(Aim of the task) Everything in the data gets repeated exactly, except for the pictures.

(Dataset excerpts)

---+---

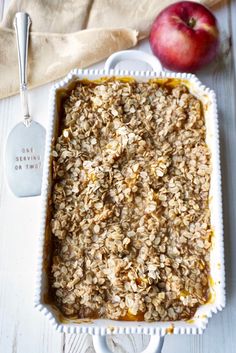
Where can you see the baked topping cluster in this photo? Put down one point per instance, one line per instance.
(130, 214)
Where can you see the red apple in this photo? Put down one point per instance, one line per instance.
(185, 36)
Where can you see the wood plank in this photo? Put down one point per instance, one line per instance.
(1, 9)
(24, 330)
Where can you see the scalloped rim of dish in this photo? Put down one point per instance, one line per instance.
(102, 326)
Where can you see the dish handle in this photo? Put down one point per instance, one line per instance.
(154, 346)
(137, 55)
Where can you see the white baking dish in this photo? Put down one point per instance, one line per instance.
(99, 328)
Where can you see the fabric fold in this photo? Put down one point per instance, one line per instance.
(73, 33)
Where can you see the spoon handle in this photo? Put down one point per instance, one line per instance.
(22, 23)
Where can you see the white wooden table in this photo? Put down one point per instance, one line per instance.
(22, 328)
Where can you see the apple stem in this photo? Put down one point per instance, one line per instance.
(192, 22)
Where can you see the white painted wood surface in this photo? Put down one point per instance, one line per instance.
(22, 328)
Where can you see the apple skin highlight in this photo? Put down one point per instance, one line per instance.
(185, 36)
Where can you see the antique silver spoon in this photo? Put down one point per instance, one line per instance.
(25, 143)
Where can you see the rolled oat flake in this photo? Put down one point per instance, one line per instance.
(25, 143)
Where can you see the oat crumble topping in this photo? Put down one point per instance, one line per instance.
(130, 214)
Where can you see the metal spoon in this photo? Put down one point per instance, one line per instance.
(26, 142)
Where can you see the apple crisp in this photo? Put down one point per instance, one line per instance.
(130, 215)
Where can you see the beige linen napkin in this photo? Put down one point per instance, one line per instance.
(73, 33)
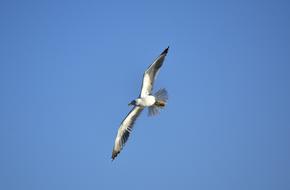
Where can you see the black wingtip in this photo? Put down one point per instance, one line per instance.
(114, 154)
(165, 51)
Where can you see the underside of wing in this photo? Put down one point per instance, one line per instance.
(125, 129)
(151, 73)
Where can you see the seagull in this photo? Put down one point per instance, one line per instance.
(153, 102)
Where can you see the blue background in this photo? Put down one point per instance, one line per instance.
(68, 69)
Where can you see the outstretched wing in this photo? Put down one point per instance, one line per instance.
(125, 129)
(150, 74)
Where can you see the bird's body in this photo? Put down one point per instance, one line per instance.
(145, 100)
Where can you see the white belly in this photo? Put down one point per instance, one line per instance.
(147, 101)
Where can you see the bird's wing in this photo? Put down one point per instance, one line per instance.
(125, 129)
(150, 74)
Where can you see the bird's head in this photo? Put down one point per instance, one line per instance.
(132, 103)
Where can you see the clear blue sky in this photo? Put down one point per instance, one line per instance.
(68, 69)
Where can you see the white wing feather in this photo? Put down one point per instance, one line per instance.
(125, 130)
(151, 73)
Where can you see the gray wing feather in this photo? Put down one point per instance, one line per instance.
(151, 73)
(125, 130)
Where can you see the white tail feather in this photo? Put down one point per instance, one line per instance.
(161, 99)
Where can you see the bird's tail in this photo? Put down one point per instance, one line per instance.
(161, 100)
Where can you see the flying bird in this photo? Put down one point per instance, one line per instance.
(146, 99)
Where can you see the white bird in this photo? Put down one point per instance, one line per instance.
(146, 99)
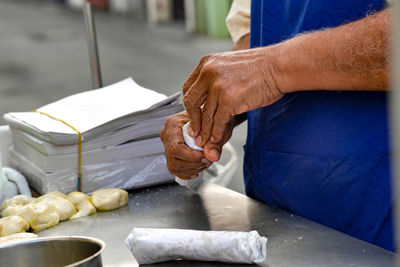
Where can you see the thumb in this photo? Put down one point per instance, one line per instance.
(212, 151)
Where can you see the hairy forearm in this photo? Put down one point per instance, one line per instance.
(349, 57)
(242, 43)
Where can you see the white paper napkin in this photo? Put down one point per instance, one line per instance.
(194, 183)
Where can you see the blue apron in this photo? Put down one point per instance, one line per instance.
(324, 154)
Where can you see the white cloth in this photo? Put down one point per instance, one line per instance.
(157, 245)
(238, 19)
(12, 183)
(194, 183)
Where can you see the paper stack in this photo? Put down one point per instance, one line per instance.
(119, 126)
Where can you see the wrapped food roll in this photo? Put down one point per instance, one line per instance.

---+---

(Exercise response)
Where can you see the baked topping cluster in this photo? Put down one point per instance, one line per instance.
(130, 214)
Where can you see the red apple in this photo? Put down one point per instance, one line per instance.
(185, 36)
Where can you see the wood plank in this photo? Put down one point per instance, one line per instance.
(1, 9)
(24, 330)
Where can you see the scalloped rim of dish in this photo? Put down one point per instance, one line per instance.
(102, 326)
Where can you see the dish handle in this photo? Put down one point per instance, one line per instance.
(154, 346)
(137, 55)
Where can you see the white baking dish in this photo? Put down one point per instance, one line per instance.
(99, 328)
Where can you see the fabric fold in this photo? Put down one point per instance, one line per instance.
(73, 33)
Where can you see the spoon handle in this photo? Put down one point per instance, one line per instance.
(22, 23)
Where can you see the white wooden table in this photo? Put down one point per instance, one line per instance.
(22, 328)
Where can you see the apple stem in this photo? Put down one point per instance, one line per instance.
(192, 22)
Where can you see the white painted wood surface in this photo? Put down one point per instance, one line per instance.
(22, 328)
Where can you see the apple skin highlight in this photo? Put down one point per instance, one line per instance.
(185, 36)
Where can you see the antique silver spoon in this photo? Put down one point per instance, one line per instance.
(25, 143)
Where can you see the rolled oat flake in this photo? Put down one point per instance, one line per instance.
(25, 143)
Where can you see the oat crumble topping in this photo? Put down one point per instance, one line per instance.
(130, 214)
Where can you see the metal spoon in this photo? Put down one point per instance, one line per instance.
(26, 142)
Where can you see the apple crisp in this photo? Put down one point per instance, one line per instance.
(130, 215)
Where can you see the beige linen napkin in this photo? Put down one point per instance, one line per instance.
(73, 33)
Where can you see the black wingtip in this photo? Put down one point per instance, one line per instance.
(114, 154)
(165, 51)
Where can you see the underside of wing in this photo? Put down one point per instance, one line per instance.
(125, 129)
(151, 73)
Where can you see the seagull in this photo? Put down one point per instance, one line per instance.
(153, 102)
Where can you see the blue background in this photo? Put down one point per instance, one line per instance.
(68, 69)
Where can you see the outstretched wing in this photo? Put down one point per instance, one line per instance.
(125, 129)
(150, 74)
Where can you see the bird's body in this photo? Put down one point per instance, one line per instance.
(145, 100)
Where can you see the white belly in this photo? Put down one point per instance, one line per instance.
(147, 101)
Where can you see the bird's wing in this photo? Put down one point per instance, one line per instance.
(125, 129)
(150, 74)
Where can you see the bird's head in this photo? Put down one point per instance, one line per instance.
(132, 103)
Where can you see the clear blue sky in this photo? Put down one point per instance, one line per instance.
(68, 69)
Where can you see the white wing feather in this photo? Put down one point per instance, one line per instance.
(125, 130)
(151, 73)
Where can you see the gray wing feather in this photo? Put down one point per instance, one line per instance.
(151, 73)
(125, 130)
Where can you see the white tail feather in this photo? Put down one point per instance, one line per instance.
(161, 99)
Where can you see the bird's tail in this photo? Put down one point per instance, one line per instance.
(161, 100)
Where can you see the flying bird in this photo? Put down one point per instance, one line per instance.
(146, 99)
Where can you see the white bird in this photo? Put down one point per instance, one line per instance.
(146, 99)
Where can you see the thumb in this photo? Put down one point per instance, one line per instance.
(212, 151)
Where can you see the hairy forearm in this photo? Put down one point per instance, one line per instance.
(349, 57)
(242, 43)
Where can you see the white paper napkin in this photo? Put down one point per instance, one line per instance.
(194, 183)
Where can you see the blue apron in this photo? Put down one point per instance, one line per instance.
(324, 154)
Where can you see the white cloth in this photo? Put down one point per instance, one line per instance.
(157, 245)
(238, 19)
(12, 183)
(194, 183)
Where can you see the paper stack in this photo? Put down one point per instance, one line per instance.
(119, 126)
Where can you see the wrapped food roll in this photo? Put down one point per instance, one line per instance.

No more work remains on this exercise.